### Arbeitsaufträge
- A) Wie lässt sich der Dokumenttext in zwei Sätzen zusammenfassen?
- B) Welche Rechtsnormen führt der Dokumenttext an?
- C) Stimmen die folgenden Aussagen mit dem Dokumenttext überein? (i) Das beantragte Visum galt einem Besuchsaufenthalt im Kanton Zürich. (ii) Das Einladungsschreiben der Gastgeber entstand erst nach dem Visumgesuch. (iii) Laut den Schreiben des Instituts ist die Gesuchstellerin für das Fach Informatik eingeschrieben.

═════ Dokumenttext

Rechtsnorm: Art. 21 BV ;Art. 32 BV ;Art. 48 VwVG ;Art. 50 VwVG ;Art. 62 VwVG ;Art. 63 VwVG ;Art. 83 BGG ;
Referenz BGE:-
Kommentar:
-

Entscheid des Bundesverwaltungsgerichts

B u n d e s v e r w a l t u n g s g e r i c h t

T r i b u n a l a d m i n i s t r a t i f f é d é r a l

T r i b u n a l e a m m i n i s t r a t i v o f e d e r a l e T r i b u n a l a d m i n i s t r a t i v f e d e r a l

Abteilung VI F-1127/2019

U r t e i l  v o m  9.  J u l i  2 0 1 9

Besetzung Richterin Susanne Genner (Vorsitz), Richter Gregor Chatton,

Richter Yannick Antoniazza-Hafner, Gerichtsschreiberin Ulrike Raemy.

Parteien 1. A. ,

2. B. ,

Beschwerdeführende,

gegen

Staatssekretariat für Migration SEM,

Quellenweg 6, 3003 Bern, Vorinstanz.

Gegenstand Schengen-Visum zu Besuchszwecken für C. .

Sachverhalt:

A.

C. , eine 1991 geborene marokkanische Staatsangehörige (nachfolgend: Gesuchstellerin), hat bereits in der Vergangenheit mehrmals Schengen-Visa für einen längeren Aufenthalt in der Schweiz beantragt, deren Ausstellung jeweils von der Schweizerischen Botschaft in Rabat bzw. vom SEM verweigert wurde, letztmals mit Einspracheentscheid vom

18. April 2016 (vgl. Akten der Vorinstanz [SEM-act.] 1).

B.

Am 22. Oktober 2018 beantragte sie bei der Schweizerischen Botschaft in Rabat ein Schengen-Visum für einen elftägigen Besuchsaufenthalt im Kanton Zürich (vom 17. Januar 2019 bis 27. Januar 2019). Die Gastgeber (und Beschwerdeführenden) hatten zuvor am 16. Oktober 2018 ein entsprechendes Einladungsschreiben zuhanden der Schweizerischen Botschaft in Rabat verfasst, sich dabei als Schwager bzw. Schwester zu erkennen gegeben und erklärt, sie möchten der Gesuchstellerin (und Eingeladenen) die Möglichkeit geben, ihre Schulferien bei ihnen verbringen und sich erholen zu können (vgl. SEM-act. 4/19-23).

Im Gesuch vom 22. Oktober 2018 gab C. an, Studentin am «Institut D. » in Agadir zu sein (vgl. SEM-act. 4/22). Dem Gesuch waren zwei Schreiben dieses Instituts beigelegt, datiert am 16. Oktober 2018. Darin wird bescheinigt, die Gesuchstellerin sei im Rahmen einer Weiterbildung im 2. Jahr für das Fach Buchhaltung eingeschrieben (Schuljahr 2018/2019); sie habe im Januar 2019 elf Tage Schulbzw. Semesterferien und werde am 28. Januar 2019 zurückerwartet (SEM-act. 4/16-17).

══════════
═════ Quellenauszug

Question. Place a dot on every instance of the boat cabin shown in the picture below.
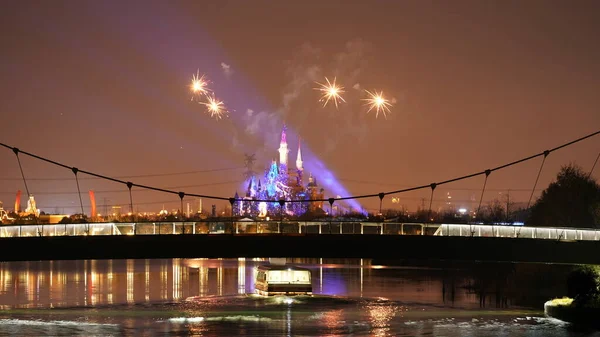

══════════

### Gelöste Aufgaben
- A) C., eine 1991 geborene marokkanische Staatsangehörige, hatte bereits mehrmals Schengen-Visa für einen längeren Aufenthalt in der Schweiz beantragt, die jeweils verweigert wurden, zuletzt mit Einspracheentscheid vom 18. April 2016. Am 22. Oktober 2018 beantragte sie bei der Schweizerischen Botschaft in Rabat ein Schengen-Visum für einen elftägigen Besuchsaufenthalt im Kanton Zürich bei ihrer Schwester und ihrem Schwager, und ihr Institut in Agadir bescheinigte, dass sie im Januar 2019 elf Tage Ferien habe und am 28. Januar 2019 zurückerwartet werde.

- B)
- Art. 21 BV
- Art. 32 BV
- Art. 48 VwVG
- Art. 50 VwVG
- Art. 62 VwVG
- Art. 63 VwVG
- Art. 83 BGG

- C)
(i) Ja: „ein Schengen-Visum für einen elftägigen Besuchsaufenthalt im Kanton Zürich“
(ii) Nein: „hatten zuvor am 16. Oktober 2018 ein entsprechendes Einladungsschreiben zuhanden der Schweizerischen Botschaft in Rabat verfasst“
(iii) Nein: „für das Fach Buchhaltung eingeschrieben“